--- EXTRACTED TEXT ---

It’s gotta happen-temporary blogging hiatus. I’m in the midst of some intense GRE studying. I’m getting ready to apply for grad school for Fall of 2009 and am taking the GRE’s in the beginning of October. Therefore, every free second that I have where I’m not at work, the gym, running or sleeping is devoted to studying. So, until then…blogging is being put on the back burner. But, I’ll be back!! I promise I’ll be back when they’re all done. Until then…peace out.
Archive for August, 2008
(say that like the beginning of Barbara Ann by the Beach Boys.)
Man-that baba ganoush was some tasty eats to nosh on while watching the Olympics opening ceremony-which were freaking amazing, by the way. Too bad I finished it last Monday-5 days too early. Damn.
I’ve been into dips lately. It’s a great way to use up fresh produce you can’t stop buying from the farmers market, cause I’ve been having a problem with that lately. It’s becoming a problem-I get so excited every Saturday morning at the market that I buy waaay more veggies than 1 petite person could possibly consume. That’s lots and lots and lots of chopped salads. And I’m getting a little (just a little) sick of them. But I can’t stop buying veggies. So, I’ve needed to find alternative ways of eating them. And dipping them in yummy dips has been delightfully delish. Lots of hummus, a white bean and olive dip from Martha Stewart (coming…), and my latest venture: baba ganoush.
I’ve eaten buckets of the baba at restaurants, especially from a fantastic kosher deli near my job. I always gobble it before the hummus but I’ve never considered making it myself. It seems so daunting and complicated, especially compared to hummus. With hummus, just dump a bunch of ingredients into the food processor and give it a whirl. With baba ganoush, you gotta roast the eggplant first. That’s one extra step-a scary one. However, I like taking risks. Heck-I cut my own hair quite often! If that isn’t a risk, I don’t know what is. So, when I saw a gorgeous bi-colored eggplant at the farmers market last Saturday, I decided to fuel my audacious side and try my had at baba ganoush.
And now it’s time for another photo essay-cause we all love photos, don’t we.
This first step was to roast the eggplant on a burner on the stove. I’ve seen chefs do it on TV with eggplants and such, but I’ve never tried it myself. So, I just used the hours and hours of Food Network knowledge I had stored in my brain and let it rip. I put it directly on top of the burner and rotated every minute or so until the entire eggplant was completely charred.
Use tongs to rotate the eggplant cause you don’t want to burn your hands!! It took about 15 minutes total to char it. This is not cooking the eggplant, just roasting the outside to make it all smokey tasting. The longer you do this, the smokier the baba ganoush will taste. This is what it looked like when I was done with the stove.
I then stuck the eggplant in the oven at about 400 degrees for about 30 minutes-until I could stick a knife in the eggplant with no resistance. That is more important than the time-just make sure the eggplant is entire cooked and mushy. Mushy eggplant-mmmm.

--- DATA LINES ---

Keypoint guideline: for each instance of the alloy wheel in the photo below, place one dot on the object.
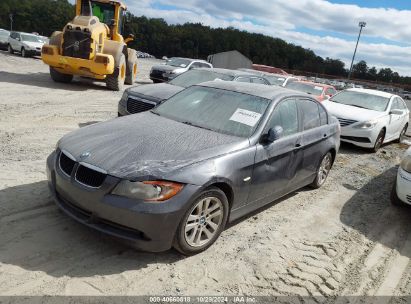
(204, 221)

---
--- DATA LINES ---

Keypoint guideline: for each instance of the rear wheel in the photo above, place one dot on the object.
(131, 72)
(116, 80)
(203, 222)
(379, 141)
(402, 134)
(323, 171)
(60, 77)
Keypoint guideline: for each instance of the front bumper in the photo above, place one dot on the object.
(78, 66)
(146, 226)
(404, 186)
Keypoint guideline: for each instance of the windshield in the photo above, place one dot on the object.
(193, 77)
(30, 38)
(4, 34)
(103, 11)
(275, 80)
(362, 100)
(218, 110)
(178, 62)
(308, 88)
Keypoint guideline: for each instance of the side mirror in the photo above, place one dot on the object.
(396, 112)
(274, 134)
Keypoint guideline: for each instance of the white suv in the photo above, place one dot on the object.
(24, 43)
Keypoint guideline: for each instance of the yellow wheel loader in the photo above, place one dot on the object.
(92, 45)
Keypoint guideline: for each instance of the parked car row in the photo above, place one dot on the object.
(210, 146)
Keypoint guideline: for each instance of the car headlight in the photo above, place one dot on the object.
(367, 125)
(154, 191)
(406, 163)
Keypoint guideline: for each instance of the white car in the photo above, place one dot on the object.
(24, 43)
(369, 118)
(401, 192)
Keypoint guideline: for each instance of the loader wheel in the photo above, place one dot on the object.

---
--- DATA LINES ---

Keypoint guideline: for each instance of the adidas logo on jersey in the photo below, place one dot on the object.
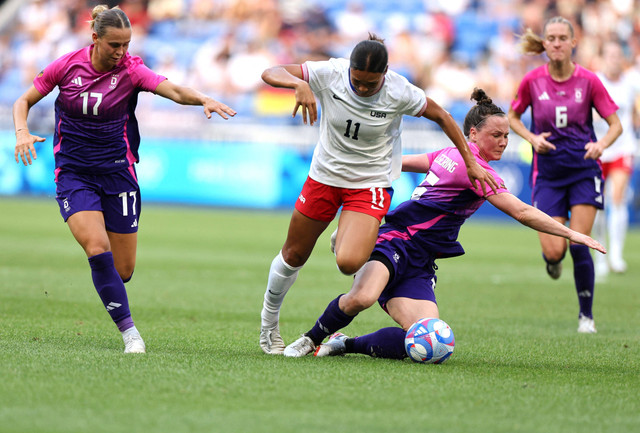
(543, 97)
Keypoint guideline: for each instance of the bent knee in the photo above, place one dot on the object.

---

(TASK BRIEF):
In the blog post above the listing, copy the passage from "Archive for August, 2008" up to and including "too early. Damn.", changing "opening ceremony" to "closing ceremony".

(EXPECTED OUTPUT):
Archive for August, 2008
(say that like the beginning of Barbara Ann by the Beach Boys.)
Man-that baba ganoush was some tasty eats to nosh on while watching the Olympics closing ceremony-which were freaking amazing, by the way. Too bad I finished it last Monday-5 days too early. Damn.